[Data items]
§ §

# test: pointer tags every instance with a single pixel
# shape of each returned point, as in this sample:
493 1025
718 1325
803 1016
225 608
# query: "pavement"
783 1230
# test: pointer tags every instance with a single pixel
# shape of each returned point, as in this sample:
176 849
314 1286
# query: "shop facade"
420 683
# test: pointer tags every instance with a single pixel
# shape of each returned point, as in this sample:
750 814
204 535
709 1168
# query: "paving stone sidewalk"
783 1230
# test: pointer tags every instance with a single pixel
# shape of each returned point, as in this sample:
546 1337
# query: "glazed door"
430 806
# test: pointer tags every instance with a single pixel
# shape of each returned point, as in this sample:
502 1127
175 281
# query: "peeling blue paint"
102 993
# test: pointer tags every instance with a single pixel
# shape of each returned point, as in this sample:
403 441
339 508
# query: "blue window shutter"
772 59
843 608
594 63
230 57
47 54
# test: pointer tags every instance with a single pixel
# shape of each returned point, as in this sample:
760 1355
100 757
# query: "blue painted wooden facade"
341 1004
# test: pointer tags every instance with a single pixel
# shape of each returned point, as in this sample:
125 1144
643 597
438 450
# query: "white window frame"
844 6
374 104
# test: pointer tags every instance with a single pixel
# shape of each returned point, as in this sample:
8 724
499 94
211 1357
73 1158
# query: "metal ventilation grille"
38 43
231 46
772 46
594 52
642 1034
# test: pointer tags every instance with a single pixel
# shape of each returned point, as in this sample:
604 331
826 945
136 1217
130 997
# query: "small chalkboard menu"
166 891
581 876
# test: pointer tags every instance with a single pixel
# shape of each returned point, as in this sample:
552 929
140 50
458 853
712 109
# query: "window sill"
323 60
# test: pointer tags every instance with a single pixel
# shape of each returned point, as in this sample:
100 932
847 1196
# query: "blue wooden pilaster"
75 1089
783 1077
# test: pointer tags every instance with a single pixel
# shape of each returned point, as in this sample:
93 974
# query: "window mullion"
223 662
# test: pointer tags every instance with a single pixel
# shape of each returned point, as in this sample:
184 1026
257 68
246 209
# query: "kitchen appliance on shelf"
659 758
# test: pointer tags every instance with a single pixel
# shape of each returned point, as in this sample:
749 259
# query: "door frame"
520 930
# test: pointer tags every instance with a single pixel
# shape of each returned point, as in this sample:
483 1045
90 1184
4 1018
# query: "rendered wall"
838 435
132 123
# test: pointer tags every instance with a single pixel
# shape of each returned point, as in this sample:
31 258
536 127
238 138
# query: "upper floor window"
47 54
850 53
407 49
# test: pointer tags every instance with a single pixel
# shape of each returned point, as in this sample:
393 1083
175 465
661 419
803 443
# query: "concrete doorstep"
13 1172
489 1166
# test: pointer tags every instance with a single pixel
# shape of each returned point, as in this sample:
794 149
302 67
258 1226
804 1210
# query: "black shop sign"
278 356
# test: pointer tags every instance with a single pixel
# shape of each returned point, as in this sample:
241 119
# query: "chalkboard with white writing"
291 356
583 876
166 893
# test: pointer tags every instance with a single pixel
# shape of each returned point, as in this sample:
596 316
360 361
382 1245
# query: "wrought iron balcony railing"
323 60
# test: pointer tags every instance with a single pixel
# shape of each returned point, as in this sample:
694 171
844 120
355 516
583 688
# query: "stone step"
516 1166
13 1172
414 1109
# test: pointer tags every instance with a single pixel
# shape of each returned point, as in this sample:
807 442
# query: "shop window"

§ §

▸ ACTION ITEM: Every entry should be printed again exactly as written.

▸ REPLY:
# test: pointer tags every instance with a single pixel
# shape of each returned point, as in this sample:
493 1025
718 1325
803 1016
225 608
# query: "pavement"
783 1230
# test: pointer tags every instance with a single pixel
# shape of each returned point, as in this sample:
176 849
314 1286
# query: "shop facade"
420 683
# test: pointer tags every instance with a single pixel
# shape of each returned point, as in this sample:
750 814
204 535
709 1168
# query: "paving stone sidewalk"
783 1230
# test: pointer tags every instance with a single pixel
# shape of each returned point, as in this sample:
546 1337
# query: "glazed door"
430 806
# test: pointer tags every instance with a single pixel
# shape of each returned point, as in this sample:
502 1127
175 281
# query: "peeling blue paint"
102 993
# test: pointer tags every instance with a single pixel
# shape of each returned point, as in this sample:
403 441
339 508
# query: "blue window shutter"
772 59
843 608
594 63
230 57
47 54
# test: pointer tags every instance with a single pixel
# shape of each returned point, as in this sample:
760 1355
100 757
# query: "blue painted wooden facade"
341 1004
# test: pointer tags every instance with a single pixel
# shape of each returned point, as in this sample:
125 1144
643 597
438 450
# query: "white window frame"
844 6
374 104
# test: pointer tags every instance with a single pixel
# shape of each returned point, as in this sample:
8 724
499 94
211 1357
73 1158
# query: "metal ventilation grille"
38 43
231 46
772 46
594 52
642 1034
# test: pointer tags every instance with a single pixel
# shape of each returned point, as in this sample:
604 331
826 945
136 1217
130 997
# query: "small chalkboard menu"
166 891
581 876
# test: pointer tags every instance with a single pixel
# shape of each returned point, as in this sample:
552 929
140 50
458 853
712 109
# query: "window sill"
323 60
# test: pointer tags every instance with a single pixel
# shape of each returned point, as in this sample:
100 932
847 1196
# query: "blue wooden pilaster"
75 1089
783 1077
# test: pointer tags every instance with a single pixel
# shape of each returned point, as in this sample:
93 974
# query: "window mullion"
223 662
# test: pointer tags every instance with a single pixel
# shape of each returned point, as in this sample:
184 1026
257 68
246 209
# query: "kitchen appliance on shelf"
659 758
# test: pointer tags every instance with a single pixel
# shape of each returned point, as in this sample:
749 259
# query: "door frame"
520 930
# test: pointer tags every instance with a single pixel
# shape of each returned point, as in this sample:
483 1045
90 1184
4 1018
# query: "rendered wall"
838 435
132 123
# test: pointer tags every instance with a single pixel
# shape of each returned point, as in this sample:
31 258
536 127
238 138
# query: "upper floor window"
47 54
850 53
407 49
# test: pointer tags every instance with a single pixel
# shape of each returned point, as in this sample:
393 1083
175 465
661 419
803 443
# query: "concrete doorstep"
13 1172
489 1166
# test: pointer tags every instance with a single pixel
# shape of each returned point, as in this sample:
794 149
302 67
258 1226
804 1210
# query: "black shop sign"
278 356
# test: pointer tags every instance with a single pixel
# shape of each returned point, as in this sample:
241 119
# query: "chalkboard with white writing"
291 356
583 876
166 893
# test: pointer tags every instance with a single pixel
# shape of each returned point, as in this sample:
596 316
360 361
382 1245
# query: "wrought iron balcony railing"
323 60
# test: pointer tags every instance with a single pixel
# shape of each returned point, as in this sample:
694 171
844 120
355 516
583 688
# query: "stone step"
516 1166
13 1172
414 1109
# test: pointer tags every instance with a single pixel
# shape of each returned point, as in this sample:
807 442
# query: "shop window"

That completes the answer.